本文:
その解答が、『我が父サリンジャー』で明らかにされたわけだが、実の娘によるものだけに、臨場感がある。


著者によれば、反ユダヤ主義運動盛んなりし20世紀前半、ユダヤ人の父とアイルランド人の母の間に生まれ育ったサリンジャーは、半ユダヤ人だからアメリカ社会の本流に乗れず、一方、半ユダヤ人ゆえに結束の固いユダヤ社会にも入れず、明確な帰属意識を持てないまま成人したというのだ。彼は「WASPアングロサクソン系白人新教徒)の『社交界』に、カントリー・クラブに、アイヴィー・リーグの名門校に、社交界の娘たちやその同類に向けた激しい怒り」を抱いていた。その上、徴兵された陸軍で戦場の凄惨さを嫌というほど目撃したため、PTSD心的外傷後ストレス障害)に悩まされることになったというのだ。除隊し帰還後、依然として癒えない心の傷を抱えたサリンジャーは、神秘主義的なさまざまなカルトに救いを求める。

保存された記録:
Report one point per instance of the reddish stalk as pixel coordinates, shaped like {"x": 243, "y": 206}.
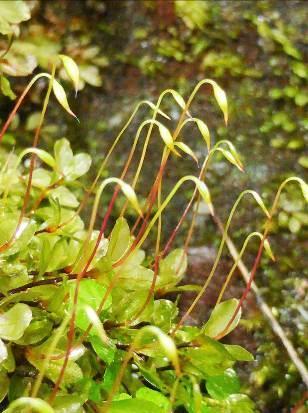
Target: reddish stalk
{"x": 248, "y": 286}
{"x": 26, "y": 199}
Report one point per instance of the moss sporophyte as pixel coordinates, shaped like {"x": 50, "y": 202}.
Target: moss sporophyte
{"x": 88, "y": 322}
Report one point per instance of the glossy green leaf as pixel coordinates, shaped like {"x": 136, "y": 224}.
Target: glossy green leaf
{"x": 119, "y": 240}
{"x": 11, "y": 13}
{"x": 220, "y": 317}
{"x": 238, "y": 352}
{"x": 172, "y": 269}
{"x": 14, "y": 322}
{"x": 64, "y": 196}
{"x": 4, "y": 385}
{"x": 3, "y": 352}
{"x": 91, "y": 294}
{"x": 220, "y": 387}
{"x": 186, "y": 149}
{"x": 35, "y": 404}
{"x": 105, "y": 352}
{"x": 134, "y": 405}
{"x": 5, "y": 85}
{"x": 43, "y": 155}
{"x": 153, "y": 396}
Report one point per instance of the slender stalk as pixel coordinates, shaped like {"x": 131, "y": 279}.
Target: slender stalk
{"x": 259, "y": 254}
{"x": 6, "y": 245}
{"x": 213, "y": 270}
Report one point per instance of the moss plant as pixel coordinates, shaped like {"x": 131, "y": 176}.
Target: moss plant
{"x": 86, "y": 324}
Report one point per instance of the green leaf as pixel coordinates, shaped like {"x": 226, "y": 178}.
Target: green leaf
{"x": 6, "y": 87}
{"x": 111, "y": 373}
{"x": 153, "y": 396}
{"x": 106, "y": 352}
{"x": 43, "y": 155}
{"x": 32, "y": 403}
{"x": 68, "y": 403}
{"x": 11, "y": 13}
{"x": 73, "y": 373}
{"x": 133, "y": 406}
{"x": 220, "y": 317}
{"x": 119, "y": 240}
{"x": 220, "y": 387}
{"x": 210, "y": 359}
{"x": 238, "y": 352}
{"x": 4, "y": 385}
{"x": 14, "y": 322}
{"x": 64, "y": 196}
{"x": 39, "y": 328}
{"x": 72, "y": 167}
{"x": 90, "y": 293}
{"x": 3, "y": 352}
{"x": 172, "y": 269}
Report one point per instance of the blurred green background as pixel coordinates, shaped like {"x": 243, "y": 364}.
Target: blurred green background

課題 A: サリンジャーについての本文で、サリンジャーが激しい怒りを向けていた対象をすべて挙げてください。
課題 B: サリンジャーについての本文の続きを、最後の文の後から書いてください。

模範解答 A:
- WASPの「社交界」
- カントリー・クラブ
- アイヴィー・リーグの名門校
- 社交界の娘たちやその同類

模範解答 B:
カルトの教えに厳格に忠実であろうと自らが努めるだけでなく、複数の妻(何度も結婚している)や子供たちにも強制したことで、彼らに悲劇が生じてしまったというのが、著者の見解である。「ピエール・アベラールサリンジャーを擬している)は最後の誓いを間近に控えた若くけがれなき乙女(著者の母)を連れて緑豊かな修道院を去り、門を出たとたんに彼女が粘液と老廃物と排泄物の袋に変容したことを知る」と、著者が父に向ける眼差しは厳しい。


長きに亘る隠遁生活と作家としての沈黙には、こういう背景があったのである。作中人物のホールデンが、ライ麦畑の危ない崖の縁に立っていて、落ちそうになる自分をつかまえてくれる人(キャッチャー)を探しているように、自分がどんどん落ちる前にすがりつけるものを持っている人を求めているように、サリンジャーはカルトにすがりついたのだ。


サリンジャーの娘を、「戦災アダルトチルドレン」と呼ぶことも可能でしょう。